▶ [WORK TO COMPLETE]: Extract every line of the material that contains the string "pink", observing case.
--- START RECORDS FOR THE EXERCISE ---
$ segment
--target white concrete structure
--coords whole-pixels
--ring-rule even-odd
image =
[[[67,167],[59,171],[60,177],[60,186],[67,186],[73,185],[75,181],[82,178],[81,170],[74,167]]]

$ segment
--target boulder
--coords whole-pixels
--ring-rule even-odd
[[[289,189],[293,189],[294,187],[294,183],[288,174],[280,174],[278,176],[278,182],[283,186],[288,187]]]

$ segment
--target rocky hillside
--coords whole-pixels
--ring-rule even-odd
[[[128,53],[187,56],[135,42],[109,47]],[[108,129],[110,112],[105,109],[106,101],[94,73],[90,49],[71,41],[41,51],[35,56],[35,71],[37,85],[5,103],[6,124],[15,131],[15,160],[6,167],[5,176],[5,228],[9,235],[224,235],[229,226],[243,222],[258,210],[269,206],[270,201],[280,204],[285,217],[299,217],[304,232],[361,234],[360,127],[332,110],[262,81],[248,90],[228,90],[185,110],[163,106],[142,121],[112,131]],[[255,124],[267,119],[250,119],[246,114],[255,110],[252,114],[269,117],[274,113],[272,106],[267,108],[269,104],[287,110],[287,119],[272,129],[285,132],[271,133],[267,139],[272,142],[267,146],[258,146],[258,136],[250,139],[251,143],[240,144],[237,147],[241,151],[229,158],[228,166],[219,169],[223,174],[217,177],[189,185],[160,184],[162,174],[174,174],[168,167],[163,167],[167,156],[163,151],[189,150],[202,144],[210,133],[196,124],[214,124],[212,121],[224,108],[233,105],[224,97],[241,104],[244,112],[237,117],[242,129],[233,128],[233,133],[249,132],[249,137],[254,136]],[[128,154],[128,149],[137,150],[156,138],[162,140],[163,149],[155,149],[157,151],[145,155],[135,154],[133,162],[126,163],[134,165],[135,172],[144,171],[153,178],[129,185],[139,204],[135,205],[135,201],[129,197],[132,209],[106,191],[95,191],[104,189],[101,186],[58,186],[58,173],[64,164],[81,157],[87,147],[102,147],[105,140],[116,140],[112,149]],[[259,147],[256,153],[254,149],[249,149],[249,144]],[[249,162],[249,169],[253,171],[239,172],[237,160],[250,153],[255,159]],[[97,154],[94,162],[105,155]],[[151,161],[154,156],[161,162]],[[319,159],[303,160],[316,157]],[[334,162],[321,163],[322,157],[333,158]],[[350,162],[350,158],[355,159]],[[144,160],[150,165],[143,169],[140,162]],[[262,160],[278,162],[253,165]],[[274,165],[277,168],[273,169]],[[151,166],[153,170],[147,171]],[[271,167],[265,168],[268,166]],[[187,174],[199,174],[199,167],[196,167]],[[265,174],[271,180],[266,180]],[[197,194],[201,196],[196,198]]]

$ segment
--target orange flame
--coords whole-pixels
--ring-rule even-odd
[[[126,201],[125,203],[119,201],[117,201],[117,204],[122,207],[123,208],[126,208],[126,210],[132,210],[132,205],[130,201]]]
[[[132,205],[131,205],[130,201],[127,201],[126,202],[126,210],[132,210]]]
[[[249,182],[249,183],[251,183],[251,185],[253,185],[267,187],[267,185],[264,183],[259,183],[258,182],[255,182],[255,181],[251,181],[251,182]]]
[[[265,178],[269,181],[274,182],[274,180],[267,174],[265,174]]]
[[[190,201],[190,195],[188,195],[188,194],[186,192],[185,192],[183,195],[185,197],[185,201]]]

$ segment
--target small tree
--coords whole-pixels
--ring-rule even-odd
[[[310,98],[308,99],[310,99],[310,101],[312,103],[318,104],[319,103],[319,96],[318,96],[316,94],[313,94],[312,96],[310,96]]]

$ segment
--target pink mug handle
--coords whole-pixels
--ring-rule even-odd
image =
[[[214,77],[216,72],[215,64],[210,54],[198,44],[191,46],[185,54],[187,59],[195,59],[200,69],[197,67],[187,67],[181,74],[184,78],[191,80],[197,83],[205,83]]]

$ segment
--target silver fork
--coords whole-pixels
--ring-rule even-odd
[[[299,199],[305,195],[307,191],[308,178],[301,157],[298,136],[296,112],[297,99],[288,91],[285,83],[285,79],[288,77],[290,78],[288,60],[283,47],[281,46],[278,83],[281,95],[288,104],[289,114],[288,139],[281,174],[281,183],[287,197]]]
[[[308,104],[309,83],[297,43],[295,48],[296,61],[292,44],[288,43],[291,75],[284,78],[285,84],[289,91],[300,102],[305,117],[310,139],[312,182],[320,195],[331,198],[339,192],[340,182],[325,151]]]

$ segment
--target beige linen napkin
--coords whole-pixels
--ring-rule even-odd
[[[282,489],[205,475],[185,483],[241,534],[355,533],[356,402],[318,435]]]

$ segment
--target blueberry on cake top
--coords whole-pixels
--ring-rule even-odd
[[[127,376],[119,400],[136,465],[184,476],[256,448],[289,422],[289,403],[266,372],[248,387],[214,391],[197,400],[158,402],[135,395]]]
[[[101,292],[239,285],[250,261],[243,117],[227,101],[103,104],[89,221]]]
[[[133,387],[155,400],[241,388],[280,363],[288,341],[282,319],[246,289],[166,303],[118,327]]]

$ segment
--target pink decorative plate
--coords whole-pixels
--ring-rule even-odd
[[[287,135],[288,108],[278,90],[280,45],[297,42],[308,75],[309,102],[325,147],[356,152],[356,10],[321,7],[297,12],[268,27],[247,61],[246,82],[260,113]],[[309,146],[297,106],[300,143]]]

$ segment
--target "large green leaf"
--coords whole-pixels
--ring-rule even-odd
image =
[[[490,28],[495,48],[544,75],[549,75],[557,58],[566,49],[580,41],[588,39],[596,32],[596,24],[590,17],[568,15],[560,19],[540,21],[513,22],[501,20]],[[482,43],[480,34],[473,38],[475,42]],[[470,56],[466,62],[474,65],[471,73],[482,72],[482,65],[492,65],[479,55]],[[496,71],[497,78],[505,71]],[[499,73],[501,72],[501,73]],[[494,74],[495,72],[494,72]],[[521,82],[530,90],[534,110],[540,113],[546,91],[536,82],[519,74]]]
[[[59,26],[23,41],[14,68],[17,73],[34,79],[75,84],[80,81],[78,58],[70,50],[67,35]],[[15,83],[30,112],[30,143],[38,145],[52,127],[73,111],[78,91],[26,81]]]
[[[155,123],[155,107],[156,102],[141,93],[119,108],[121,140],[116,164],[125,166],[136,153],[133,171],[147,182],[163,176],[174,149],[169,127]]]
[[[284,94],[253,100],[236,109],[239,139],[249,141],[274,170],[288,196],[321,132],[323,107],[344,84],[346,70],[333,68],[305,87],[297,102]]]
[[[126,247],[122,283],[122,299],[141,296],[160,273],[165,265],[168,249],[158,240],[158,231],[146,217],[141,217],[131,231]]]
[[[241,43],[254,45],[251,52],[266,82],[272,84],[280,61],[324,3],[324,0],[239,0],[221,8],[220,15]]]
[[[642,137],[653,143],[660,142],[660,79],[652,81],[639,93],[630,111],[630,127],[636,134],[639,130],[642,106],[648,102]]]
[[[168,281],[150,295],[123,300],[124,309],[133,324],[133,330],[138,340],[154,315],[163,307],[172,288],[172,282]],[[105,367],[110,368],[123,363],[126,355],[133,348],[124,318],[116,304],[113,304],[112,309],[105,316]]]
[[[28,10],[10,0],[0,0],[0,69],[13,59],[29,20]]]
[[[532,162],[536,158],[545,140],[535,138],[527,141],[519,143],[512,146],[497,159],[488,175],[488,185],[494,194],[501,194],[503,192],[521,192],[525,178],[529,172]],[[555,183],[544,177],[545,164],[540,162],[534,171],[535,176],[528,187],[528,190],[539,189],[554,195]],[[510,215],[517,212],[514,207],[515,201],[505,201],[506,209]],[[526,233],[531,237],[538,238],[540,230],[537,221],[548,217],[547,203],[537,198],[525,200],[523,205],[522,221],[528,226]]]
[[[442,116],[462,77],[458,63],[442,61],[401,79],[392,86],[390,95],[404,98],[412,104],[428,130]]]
--- END RECORDS FOR THE EXERCISE ---
▶ [EXERCISE SOLUTION]:
--target pink mug handle
--target pink decorative plate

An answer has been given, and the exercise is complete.